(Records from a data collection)
+++++

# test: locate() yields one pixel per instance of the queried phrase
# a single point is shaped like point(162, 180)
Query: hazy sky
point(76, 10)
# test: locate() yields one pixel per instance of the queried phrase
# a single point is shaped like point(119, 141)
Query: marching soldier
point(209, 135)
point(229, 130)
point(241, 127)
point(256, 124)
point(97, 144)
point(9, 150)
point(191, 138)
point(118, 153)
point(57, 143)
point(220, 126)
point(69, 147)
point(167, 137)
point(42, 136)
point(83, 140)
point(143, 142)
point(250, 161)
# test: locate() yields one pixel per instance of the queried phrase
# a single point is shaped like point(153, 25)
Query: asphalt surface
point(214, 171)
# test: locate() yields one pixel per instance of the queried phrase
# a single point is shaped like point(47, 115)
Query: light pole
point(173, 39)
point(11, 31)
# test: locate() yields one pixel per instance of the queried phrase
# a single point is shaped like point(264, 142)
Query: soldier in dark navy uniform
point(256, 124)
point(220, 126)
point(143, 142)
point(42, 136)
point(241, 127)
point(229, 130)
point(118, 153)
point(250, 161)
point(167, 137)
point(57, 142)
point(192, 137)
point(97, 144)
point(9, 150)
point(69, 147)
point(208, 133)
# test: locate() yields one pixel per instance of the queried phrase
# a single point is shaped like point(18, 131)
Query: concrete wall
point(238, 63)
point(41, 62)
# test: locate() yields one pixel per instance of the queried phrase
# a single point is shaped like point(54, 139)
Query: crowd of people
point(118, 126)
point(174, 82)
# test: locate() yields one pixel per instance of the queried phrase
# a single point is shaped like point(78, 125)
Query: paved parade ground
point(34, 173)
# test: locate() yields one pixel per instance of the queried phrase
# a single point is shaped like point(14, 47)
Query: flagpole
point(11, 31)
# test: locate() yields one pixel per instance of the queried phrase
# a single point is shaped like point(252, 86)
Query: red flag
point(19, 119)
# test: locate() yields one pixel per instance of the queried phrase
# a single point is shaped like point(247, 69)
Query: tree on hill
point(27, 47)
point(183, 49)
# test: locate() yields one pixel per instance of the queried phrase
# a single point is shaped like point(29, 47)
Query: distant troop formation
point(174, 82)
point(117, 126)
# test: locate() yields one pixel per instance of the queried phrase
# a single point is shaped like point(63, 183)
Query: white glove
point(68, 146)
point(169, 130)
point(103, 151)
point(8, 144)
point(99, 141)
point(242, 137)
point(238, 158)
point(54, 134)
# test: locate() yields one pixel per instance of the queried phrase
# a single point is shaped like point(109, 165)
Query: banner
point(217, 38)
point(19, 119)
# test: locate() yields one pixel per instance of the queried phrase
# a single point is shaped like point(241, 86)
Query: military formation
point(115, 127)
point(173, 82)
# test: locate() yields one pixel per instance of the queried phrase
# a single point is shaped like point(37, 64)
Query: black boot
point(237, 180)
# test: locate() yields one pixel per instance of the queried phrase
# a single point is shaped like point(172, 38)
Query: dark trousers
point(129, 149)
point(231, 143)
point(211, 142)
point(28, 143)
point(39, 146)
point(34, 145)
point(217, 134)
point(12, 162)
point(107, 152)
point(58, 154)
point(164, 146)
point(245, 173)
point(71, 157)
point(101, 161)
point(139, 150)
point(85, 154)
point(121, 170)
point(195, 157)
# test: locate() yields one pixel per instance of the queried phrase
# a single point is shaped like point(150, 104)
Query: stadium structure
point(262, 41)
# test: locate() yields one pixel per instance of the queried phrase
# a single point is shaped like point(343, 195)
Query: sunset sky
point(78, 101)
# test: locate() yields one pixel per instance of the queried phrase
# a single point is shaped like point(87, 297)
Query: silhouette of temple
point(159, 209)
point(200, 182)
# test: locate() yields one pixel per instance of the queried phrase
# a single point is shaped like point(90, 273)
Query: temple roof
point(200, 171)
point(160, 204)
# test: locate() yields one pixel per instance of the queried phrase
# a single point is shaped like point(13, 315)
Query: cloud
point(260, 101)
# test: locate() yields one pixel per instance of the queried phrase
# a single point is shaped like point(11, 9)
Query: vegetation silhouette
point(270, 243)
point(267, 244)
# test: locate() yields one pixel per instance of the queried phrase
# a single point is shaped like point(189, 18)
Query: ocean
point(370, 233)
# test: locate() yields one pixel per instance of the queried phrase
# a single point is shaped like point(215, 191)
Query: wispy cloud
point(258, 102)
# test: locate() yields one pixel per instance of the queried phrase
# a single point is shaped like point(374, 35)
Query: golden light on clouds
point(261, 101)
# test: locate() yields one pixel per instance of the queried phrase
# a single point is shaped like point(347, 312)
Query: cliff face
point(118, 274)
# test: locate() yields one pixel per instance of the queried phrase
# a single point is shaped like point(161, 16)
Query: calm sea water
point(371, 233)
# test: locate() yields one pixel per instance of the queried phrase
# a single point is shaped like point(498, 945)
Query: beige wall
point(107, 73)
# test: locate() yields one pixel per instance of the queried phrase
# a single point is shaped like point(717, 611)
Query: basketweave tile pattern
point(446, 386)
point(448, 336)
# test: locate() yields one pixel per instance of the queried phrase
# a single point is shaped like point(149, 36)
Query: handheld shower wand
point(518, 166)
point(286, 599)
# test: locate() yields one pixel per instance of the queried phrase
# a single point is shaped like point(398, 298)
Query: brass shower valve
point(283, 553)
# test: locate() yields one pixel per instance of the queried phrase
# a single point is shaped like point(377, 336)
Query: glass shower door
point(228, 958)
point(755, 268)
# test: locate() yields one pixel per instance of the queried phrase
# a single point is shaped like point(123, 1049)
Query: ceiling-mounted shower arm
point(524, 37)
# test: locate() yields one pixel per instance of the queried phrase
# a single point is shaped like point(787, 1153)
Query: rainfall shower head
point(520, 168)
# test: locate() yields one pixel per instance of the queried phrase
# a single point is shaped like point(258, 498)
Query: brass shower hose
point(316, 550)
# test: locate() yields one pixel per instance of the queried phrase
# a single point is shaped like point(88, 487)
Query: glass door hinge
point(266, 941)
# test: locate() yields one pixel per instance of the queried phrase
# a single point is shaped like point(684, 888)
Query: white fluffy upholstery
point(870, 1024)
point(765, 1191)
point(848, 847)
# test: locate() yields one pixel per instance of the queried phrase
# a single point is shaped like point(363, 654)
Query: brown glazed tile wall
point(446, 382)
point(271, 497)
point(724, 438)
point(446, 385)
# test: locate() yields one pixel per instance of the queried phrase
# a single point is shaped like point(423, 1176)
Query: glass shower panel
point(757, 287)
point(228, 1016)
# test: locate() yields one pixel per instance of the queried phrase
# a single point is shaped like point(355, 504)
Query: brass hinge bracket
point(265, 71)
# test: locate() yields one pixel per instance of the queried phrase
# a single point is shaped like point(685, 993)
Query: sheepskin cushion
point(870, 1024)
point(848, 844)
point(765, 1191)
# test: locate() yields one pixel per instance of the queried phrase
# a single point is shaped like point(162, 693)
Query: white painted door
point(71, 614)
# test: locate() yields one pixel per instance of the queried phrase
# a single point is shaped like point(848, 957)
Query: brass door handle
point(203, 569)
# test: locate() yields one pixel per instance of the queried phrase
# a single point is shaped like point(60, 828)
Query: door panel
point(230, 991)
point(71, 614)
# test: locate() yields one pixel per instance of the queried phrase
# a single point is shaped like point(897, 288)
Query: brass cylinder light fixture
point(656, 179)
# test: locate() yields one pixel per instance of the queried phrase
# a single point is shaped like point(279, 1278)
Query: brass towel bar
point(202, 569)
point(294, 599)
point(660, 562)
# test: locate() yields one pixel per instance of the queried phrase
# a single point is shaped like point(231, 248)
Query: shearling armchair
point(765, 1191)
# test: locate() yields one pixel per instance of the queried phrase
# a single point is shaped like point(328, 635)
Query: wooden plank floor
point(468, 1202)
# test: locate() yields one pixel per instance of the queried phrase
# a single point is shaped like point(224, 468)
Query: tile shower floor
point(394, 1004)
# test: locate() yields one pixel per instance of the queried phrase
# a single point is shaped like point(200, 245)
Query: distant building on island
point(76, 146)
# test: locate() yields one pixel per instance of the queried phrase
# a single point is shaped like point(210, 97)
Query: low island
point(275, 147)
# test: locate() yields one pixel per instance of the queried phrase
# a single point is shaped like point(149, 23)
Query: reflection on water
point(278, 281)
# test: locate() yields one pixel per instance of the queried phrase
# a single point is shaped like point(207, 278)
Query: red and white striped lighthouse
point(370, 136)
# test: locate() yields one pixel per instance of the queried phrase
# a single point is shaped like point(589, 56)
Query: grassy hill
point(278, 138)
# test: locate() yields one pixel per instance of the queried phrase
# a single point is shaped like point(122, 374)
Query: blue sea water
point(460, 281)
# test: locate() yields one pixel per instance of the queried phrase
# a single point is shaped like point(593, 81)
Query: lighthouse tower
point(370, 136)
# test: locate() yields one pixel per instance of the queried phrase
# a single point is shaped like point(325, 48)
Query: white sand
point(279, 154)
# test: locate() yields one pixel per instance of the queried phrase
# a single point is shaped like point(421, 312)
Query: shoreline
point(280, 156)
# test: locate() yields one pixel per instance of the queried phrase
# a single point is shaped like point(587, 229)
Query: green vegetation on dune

+++++

> **What you will do**
Above are the records; print exactly the lines from the line with "# a single point is shaped like point(423, 1176)" to the line with "# a single point is shaped like point(355, 504)", including both, and nothing else.

> **Solution to this problem**
# a single point is shaped like point(423, 1176)
Query: glass shower panel
point(757, 287)
point(228, 1016)
# test: locate() yields one pixel per instance of the queried phrase
# a single point is shaped like point(355, 504)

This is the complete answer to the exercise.